Resize the listing below by reproducing every line, requests included, with each point coordinate in the answers multiplied by 2.15 and rounded to the nearest whole number, halves rounding up; leave the coordinate samples in the requests unchanged. Omit the pictures from your answer.

Object pointing dataset listing »
┄┄┄┄┄┄┄┄┄┄

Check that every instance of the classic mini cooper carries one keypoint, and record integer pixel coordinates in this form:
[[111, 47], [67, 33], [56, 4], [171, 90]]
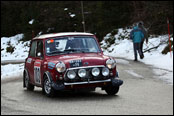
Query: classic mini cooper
[[69, 61]]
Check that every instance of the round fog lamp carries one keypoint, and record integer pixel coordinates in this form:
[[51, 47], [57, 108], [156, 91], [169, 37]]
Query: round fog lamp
[[82, 73], [60, 67], [95, 71], [71, 74], [105, 71]]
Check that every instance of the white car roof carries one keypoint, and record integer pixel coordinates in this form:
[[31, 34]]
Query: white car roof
[[61, 34]]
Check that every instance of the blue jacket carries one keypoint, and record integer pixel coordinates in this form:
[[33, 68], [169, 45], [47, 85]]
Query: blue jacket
[[136, 35]]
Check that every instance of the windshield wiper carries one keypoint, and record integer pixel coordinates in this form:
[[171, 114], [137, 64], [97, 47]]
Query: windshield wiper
[[55, 52], [74, 50]]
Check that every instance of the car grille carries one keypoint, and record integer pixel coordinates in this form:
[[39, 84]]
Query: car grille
[[88, 77]]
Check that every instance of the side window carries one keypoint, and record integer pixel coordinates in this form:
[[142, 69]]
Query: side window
[[40, 48], [33, 49]]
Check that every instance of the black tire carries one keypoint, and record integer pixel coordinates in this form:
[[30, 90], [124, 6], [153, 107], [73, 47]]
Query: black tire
[[47, 89], [112, 90], [27, 83]]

┄┄┄┄┄┄┄┄┄┄

Task solution »
Check that every instance of the classic mini cooper carries one keypoint, and record integer pixel coordinates in this form:
[[111, 47], [67, 33], [56, 4], [171, 90]]
Query: classic mini cooper
[[148, 131]]
Check that every instance of the round fog lamp carries one keypoint, and record integer pixel coordinates in this form:
[[51, 47], [57, 108], [156, 91], [169, 37]]
Query: round fog lamp
[[176, 157], [129, 144], [204, 153], [153, 159], [226, 153]]
Check that every instance of the white car roof carries one keypoint, and record integer pixel coordinates in this form:
[[31, 34]]
Query: white car roof
[[131, 73]]
Check that every instance of the blue jacket carries one keypoint, and record integer pixel coordinates in this form:
[[33, 68], [169, 45], [47, 85]]
Query: blue jacket
[[292, 75]]
Check that every instance of the windshield wiper carries one keypoint, and record integer pixel coordinates in this form:
[[171, 114], [137, 64], [97, 47]]
Query: windshield wiper
[[118, 112], [159, 108]]
Check that every instance of the car grille carries one keypoint, and record integer pixel coordinates in this form:
[[39, 84]]
Query: car grille
[[189, 166]]
Check that every instance of the side window carries one keypoint, and record integer pixel coordinates in this form:
[[142, 69]]
Query: side window
[[86, 103], [71, 105]]
Check that every instance of the black tire carries one keypoint, and record integer pixel coordinates in this form:
[[30, 90], [124, 6], [153, 107], [73, 47]]
Query: black tire
[[101, 191], [241, 194], [58, 178]]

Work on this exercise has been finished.